Scott Morrison is right (“Morrison’s intervention over net-zero ‘ideology’ ”, 30/10). Australia’s climate goals should be aspirational and not locked into short-term political targets without engineering, life-cycle analysis, cost and benefit evaluations. Australia should properly study all options for using our abundant natural advantages and resources, and immediately stop the economic and environmental devastation.

Options include solar and wind, where justified, as well as high-efficiency, low-emissions coal, gas, and then nuclear as the one zero-carbon tiny-footprint fully scalable answer if electricity demands rise. While the proper engineered assessments are done, we should fill in the shortfall with the abundant gas reserves locked up by states, and then build an energy system for the future that will make Australia the lucky country again instead of a bankrupt wasteland with no industries and a devastated environment if Labor continues.

Ian Brake, Mackay, Qld

Former Treasury assistant secretary David Pearl has pointed out that at the heart of the Albanese government’s case for net zero is a fantasy (“Moderate tinkering won’t change fact net zero is a dud”, 30/10). Net zero can only be achieved through massive expansion of the state, burgeoning bureaucratic interference in the economy and in our lives as well as the marshalling of legislation and regulation to control every aspect of Australian production.

Ian Dunlop, Tea Gardens, NSW

The net-zero debate tearing at the Coalition’s cohesion is surely avoidable with a sensible approach to the debate (“Morrison alert on net-zero ‘ideology’ ”, 30/10). If the majority of members agree with the net-zero philosophy, why can they not agree with the concept, while acknowledging the detrimental result of Australia’s unilateral rush to abandon low-cost fossil fuel energy. Surely a Coalition policy of agreeing with the net-zero concept and committing to its adoption when the major pollution contributors (the US, China and India) commit and act.

Alan Slade, Dover Heights, NSW

This government has overseen continued increases to cost of living, causing a growing burden on ordinary Australians. Electricity prices, purchasing power and living costs continue to rise, pensioners are struggling to make ends meet, and families are cutting back on basics. These pressures are being compounded by the government’s pursuit of net-zero policies, which are forcing small businesses to the wall and major industries, such as Tomago Aluminium, to face closure due to unreliable and costly energy supply. This raises a fundamental question: Who actually benefits from these policies?

→ SUPPLIED RECORDS
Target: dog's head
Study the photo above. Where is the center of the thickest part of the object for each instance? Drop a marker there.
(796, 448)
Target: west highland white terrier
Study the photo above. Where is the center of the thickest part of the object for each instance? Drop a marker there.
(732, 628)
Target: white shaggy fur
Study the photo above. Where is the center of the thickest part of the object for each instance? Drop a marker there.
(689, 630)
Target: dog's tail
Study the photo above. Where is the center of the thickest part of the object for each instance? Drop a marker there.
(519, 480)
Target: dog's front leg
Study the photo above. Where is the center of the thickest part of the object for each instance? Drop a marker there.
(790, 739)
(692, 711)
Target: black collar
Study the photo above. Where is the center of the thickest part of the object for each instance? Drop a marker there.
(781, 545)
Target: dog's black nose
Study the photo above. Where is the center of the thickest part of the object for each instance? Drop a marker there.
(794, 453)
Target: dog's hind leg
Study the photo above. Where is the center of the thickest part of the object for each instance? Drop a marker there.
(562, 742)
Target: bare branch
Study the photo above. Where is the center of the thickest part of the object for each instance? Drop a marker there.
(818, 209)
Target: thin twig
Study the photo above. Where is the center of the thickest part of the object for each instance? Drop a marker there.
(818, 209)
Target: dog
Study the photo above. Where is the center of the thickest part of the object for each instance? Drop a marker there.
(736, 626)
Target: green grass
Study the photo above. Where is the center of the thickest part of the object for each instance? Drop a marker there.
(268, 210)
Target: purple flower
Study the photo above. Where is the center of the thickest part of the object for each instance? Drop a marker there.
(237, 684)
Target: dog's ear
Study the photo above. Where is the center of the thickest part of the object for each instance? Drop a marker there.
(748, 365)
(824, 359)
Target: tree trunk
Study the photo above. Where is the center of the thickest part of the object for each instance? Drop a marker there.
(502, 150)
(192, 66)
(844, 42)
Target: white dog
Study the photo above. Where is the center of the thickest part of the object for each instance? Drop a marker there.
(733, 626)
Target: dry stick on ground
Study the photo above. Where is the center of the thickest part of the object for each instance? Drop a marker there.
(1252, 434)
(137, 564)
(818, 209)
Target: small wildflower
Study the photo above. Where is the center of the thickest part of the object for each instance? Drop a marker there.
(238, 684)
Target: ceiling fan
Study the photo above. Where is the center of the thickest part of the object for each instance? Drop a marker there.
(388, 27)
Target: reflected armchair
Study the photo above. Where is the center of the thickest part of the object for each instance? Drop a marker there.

→ REQUIRED WORK
1 – Repeat the net-zero letters in full, word for word.
2 – Shift every marker coordinate in the listing by adding 83 to each number, and rewrite only the lines from the one containing "Target: white dog" through the end of the listing, inclusive, with the requests included.
The net-zero letters and the listing are unrelated.

→ EXERCISE SOLUTIONS
1 –
Scott Morrison is right (“Morrison’s intervention over net-zero ‘ideology’ ”, 30/10). Australia’s climate goals should be aspirational and not locked into short-term political targets without engineering, life-cycle analysis, cost and benefit evaluations. Australia should properly study all options for using our abundant natural advantages and resources, and immediately stop the economic and environmental devastation.

Options include solar and wind, where justified, as well as high-efficiency, low-emissions coal, gas, and then nuclear as the one zero-carbon tiny-footprint fully scalable answer if electricity demands rise. While the proper engineered assessments are done, we should fill in the shortfall with the abundant gas reserves locked up by states, and then build an energy system for the future that will make Australia the lucky country again instead of a bankrupt wasteland with no industries and a devastated environment if Labor continues.

Ian Brake, Mackay, Qld

Former Treasury assistant secretary David Pearl has pointed out that at the heart of the Albanese government’s case for net zero is a fantasy (“Moderate tinkering won’t change fact net zero is a dud”, 30/10). Net zero can only be achieved through massive expansion of the state, burgeoning bureaucratic interference in the economy and in our lives as well as the marshalling of legislation and regulation to control every aspect of Australian production.

Ian Dunlop, Tea Gardens, NSW

The net-zero debate tearing at the Coalition’s cohesion is surely avoidable with a sensible approach to the debate (“Morrison alert on net-zero ‘ideology’ ”, 30/10). If the majority of members agree with the net-zero philosophy, why can they not agree with the concept, while acknowledging the detrimental result of Australia’s unilateral rush to abandon low-cost fossil fuel energy. Surely a Coalition policy of agreeing with the net-zero concept and committing to its adoption when the major pollution contributors (the US, China and India) commit and act.

Alan Slade, Dover Heights, NSW

This government has overseen continued increases to cost of living, causing a growing burden on ordinary Australians. Electricity prices, purchasing power and living costs continue to rise, pensioners are struggling to make ends meet, and families are cutting back on basics. These pressures are being compounded by the government’s pursuit of net-zero policies, which are forcing small businesses to the wall and major industries, such as Tomago Aluminium, to face closure due to unreliable and costly energy supply. This raises a fundamental question: Who actually benefits from these policies?

2 –
Target: white dog
Study the photo above. Where is the center of the thickest part of the object for each instance? Drop a marker there.
(816, 709)
Target: dry stick on ground
Study the photo above. Where is the center of the thickest part of the object for each instance? Drop a marker there.
(1335, 517)
(220, 647)
(901, 292)
Target: small wildflower
Study the photo above. Where is the center of the thickest part of the object for each instance? Drop a marker there.
(321, 767)
Target: ceiling fan
Study the photo above. Where is the center of the thickest part of the object for each instance? Drop a marker there.
(471, 110)
Target: reflected armchair
Study the photo above. Where is the center of the thickest part of the object for each instance? Drop a marker there.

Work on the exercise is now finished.